**Working data**.
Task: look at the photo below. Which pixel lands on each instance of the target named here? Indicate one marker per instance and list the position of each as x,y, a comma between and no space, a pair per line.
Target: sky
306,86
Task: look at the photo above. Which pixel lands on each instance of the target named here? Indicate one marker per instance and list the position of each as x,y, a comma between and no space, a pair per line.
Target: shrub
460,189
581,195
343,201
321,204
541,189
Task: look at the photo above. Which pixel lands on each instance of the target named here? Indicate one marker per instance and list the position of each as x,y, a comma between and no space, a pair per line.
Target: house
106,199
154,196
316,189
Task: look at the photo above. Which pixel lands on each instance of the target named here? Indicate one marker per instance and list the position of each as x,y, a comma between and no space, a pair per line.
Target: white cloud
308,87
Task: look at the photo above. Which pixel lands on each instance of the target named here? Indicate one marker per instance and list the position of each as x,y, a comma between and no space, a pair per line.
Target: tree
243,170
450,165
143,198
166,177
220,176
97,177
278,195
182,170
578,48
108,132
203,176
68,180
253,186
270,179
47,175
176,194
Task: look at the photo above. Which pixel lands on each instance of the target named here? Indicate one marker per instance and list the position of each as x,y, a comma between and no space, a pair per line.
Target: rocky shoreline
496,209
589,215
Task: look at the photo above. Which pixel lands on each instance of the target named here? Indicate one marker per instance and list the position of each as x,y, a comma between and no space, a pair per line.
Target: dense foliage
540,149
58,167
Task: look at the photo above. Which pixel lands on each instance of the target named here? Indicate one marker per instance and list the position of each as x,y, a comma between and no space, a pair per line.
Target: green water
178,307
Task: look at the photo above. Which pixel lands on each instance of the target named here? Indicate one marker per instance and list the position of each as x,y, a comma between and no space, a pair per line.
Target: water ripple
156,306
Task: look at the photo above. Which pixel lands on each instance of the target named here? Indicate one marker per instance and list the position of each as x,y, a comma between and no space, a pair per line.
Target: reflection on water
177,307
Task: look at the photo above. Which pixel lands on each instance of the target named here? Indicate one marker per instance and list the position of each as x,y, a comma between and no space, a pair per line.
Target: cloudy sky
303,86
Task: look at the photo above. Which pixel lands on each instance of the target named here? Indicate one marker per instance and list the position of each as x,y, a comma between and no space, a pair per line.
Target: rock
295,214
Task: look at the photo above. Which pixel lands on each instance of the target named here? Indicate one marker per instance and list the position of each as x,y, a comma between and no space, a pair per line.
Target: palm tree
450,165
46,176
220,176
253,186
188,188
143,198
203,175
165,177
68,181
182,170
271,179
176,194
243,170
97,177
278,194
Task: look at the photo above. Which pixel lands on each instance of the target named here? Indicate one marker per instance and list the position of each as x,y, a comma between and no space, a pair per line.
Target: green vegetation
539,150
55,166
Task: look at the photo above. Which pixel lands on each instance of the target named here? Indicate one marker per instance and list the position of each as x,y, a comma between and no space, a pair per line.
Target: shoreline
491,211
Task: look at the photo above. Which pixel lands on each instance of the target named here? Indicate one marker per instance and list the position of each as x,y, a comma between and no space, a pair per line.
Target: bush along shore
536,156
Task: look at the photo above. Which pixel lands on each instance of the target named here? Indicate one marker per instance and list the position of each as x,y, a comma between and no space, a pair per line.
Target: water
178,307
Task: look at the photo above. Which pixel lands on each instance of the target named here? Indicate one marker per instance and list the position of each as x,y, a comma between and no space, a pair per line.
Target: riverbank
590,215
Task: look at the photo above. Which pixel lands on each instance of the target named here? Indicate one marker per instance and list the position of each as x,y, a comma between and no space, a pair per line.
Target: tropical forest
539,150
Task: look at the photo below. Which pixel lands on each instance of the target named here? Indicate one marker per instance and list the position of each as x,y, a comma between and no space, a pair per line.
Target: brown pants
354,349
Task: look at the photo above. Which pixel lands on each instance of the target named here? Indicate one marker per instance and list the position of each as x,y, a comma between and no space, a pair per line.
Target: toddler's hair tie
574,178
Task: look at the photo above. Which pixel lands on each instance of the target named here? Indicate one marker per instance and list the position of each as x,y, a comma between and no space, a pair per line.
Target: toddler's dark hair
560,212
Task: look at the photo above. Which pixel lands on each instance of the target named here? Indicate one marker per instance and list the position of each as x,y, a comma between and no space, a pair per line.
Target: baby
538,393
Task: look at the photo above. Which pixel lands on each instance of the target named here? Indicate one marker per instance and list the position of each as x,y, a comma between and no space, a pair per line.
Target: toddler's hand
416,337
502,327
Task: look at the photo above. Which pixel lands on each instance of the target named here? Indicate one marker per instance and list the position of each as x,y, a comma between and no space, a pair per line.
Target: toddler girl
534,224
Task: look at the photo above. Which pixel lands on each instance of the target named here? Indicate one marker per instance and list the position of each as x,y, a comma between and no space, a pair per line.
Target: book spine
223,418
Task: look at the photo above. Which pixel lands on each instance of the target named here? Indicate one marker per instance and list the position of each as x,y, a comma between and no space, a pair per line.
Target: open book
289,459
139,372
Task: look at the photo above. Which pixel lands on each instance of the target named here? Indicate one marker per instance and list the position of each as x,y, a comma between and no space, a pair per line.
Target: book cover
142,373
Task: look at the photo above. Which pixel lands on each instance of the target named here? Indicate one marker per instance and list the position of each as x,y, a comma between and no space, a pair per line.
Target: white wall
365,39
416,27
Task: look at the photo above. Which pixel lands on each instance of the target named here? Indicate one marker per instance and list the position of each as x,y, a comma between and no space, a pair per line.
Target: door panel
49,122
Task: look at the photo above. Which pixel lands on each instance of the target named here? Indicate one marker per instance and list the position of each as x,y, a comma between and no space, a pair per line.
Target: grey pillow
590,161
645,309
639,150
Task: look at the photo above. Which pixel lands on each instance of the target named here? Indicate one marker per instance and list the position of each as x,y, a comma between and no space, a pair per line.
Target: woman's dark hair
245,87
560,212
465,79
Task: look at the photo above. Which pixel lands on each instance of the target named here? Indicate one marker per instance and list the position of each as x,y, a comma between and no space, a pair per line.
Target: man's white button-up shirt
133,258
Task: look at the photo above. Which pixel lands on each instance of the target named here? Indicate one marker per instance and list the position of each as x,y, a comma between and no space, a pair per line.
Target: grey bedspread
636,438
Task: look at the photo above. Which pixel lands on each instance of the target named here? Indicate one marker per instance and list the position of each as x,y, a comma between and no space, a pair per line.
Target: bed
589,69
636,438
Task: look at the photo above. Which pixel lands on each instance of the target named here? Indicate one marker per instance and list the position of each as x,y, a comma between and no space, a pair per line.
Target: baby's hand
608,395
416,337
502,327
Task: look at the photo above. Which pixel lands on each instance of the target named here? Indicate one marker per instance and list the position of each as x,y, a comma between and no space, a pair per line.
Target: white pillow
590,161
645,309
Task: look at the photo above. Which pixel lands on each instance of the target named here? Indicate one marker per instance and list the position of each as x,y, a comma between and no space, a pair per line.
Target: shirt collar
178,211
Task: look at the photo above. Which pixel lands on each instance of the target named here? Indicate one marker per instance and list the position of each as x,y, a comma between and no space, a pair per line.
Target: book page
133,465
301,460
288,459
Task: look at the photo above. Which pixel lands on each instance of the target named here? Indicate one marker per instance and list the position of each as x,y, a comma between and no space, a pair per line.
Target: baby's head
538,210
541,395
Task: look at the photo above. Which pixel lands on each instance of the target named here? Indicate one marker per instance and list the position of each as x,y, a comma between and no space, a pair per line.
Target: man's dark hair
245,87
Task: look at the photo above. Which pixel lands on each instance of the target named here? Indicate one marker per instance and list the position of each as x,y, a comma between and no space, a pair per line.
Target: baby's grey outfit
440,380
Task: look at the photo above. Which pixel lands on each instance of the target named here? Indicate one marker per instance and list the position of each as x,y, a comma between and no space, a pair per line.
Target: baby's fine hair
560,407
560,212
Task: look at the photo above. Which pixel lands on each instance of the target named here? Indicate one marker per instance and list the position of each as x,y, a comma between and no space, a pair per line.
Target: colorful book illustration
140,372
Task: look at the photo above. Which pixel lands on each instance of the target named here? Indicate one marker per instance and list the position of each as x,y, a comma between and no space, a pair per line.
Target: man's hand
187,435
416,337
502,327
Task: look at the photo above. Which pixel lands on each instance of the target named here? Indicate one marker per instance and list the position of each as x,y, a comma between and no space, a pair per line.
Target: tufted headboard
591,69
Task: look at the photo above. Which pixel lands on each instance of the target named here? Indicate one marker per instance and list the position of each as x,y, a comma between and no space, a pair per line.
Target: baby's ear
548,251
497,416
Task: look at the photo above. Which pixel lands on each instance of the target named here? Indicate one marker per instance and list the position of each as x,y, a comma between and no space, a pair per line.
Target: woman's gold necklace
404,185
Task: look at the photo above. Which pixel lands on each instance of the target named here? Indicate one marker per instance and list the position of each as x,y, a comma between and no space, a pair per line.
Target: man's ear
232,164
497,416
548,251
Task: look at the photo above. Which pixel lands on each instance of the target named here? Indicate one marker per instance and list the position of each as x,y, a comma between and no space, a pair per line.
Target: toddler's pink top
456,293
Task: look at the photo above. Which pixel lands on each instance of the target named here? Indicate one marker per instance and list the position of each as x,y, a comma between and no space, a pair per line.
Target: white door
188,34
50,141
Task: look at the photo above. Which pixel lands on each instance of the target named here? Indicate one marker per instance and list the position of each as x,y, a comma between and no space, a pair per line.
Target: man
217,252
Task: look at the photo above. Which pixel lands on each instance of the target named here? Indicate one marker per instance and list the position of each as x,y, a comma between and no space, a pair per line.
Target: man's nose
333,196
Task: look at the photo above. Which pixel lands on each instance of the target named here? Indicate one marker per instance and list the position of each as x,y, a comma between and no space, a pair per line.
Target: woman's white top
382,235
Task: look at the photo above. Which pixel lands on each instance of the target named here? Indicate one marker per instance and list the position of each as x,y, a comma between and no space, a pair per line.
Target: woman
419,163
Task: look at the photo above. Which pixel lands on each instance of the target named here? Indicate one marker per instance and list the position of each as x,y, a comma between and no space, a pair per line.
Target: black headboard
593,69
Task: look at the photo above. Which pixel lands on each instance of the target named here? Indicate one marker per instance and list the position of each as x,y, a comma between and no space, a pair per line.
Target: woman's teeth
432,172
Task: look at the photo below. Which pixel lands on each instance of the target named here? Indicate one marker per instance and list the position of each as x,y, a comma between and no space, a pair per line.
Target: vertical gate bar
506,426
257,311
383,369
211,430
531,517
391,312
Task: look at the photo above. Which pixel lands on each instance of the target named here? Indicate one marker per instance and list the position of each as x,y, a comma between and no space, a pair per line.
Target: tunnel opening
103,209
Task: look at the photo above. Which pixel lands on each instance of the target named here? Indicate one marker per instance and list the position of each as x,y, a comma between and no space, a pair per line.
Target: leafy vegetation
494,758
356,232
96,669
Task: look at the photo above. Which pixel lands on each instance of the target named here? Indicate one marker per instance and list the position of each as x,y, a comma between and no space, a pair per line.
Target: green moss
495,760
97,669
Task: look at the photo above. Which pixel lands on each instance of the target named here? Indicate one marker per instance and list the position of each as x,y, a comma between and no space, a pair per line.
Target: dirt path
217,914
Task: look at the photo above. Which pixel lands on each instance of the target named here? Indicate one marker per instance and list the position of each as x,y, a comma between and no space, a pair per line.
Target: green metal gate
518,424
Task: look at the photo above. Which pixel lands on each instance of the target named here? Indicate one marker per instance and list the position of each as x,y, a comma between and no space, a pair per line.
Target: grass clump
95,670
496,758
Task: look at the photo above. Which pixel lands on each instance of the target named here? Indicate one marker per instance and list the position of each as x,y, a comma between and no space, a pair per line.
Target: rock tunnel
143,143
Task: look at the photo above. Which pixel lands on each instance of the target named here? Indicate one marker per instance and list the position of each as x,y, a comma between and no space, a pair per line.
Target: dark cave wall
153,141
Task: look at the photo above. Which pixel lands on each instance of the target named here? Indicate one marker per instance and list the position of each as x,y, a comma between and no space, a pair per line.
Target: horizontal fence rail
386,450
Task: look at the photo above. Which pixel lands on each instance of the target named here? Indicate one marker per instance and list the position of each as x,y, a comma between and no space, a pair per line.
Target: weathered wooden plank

**Task to complete**.
Identify each line in the items above that contains the string "woman" and copy those lines in full.

**Solution to the problem**.
Target: woman's dark hair
Target: woman's gold necklace
Target: woman's white top
Target: woman
Target: woman's teeth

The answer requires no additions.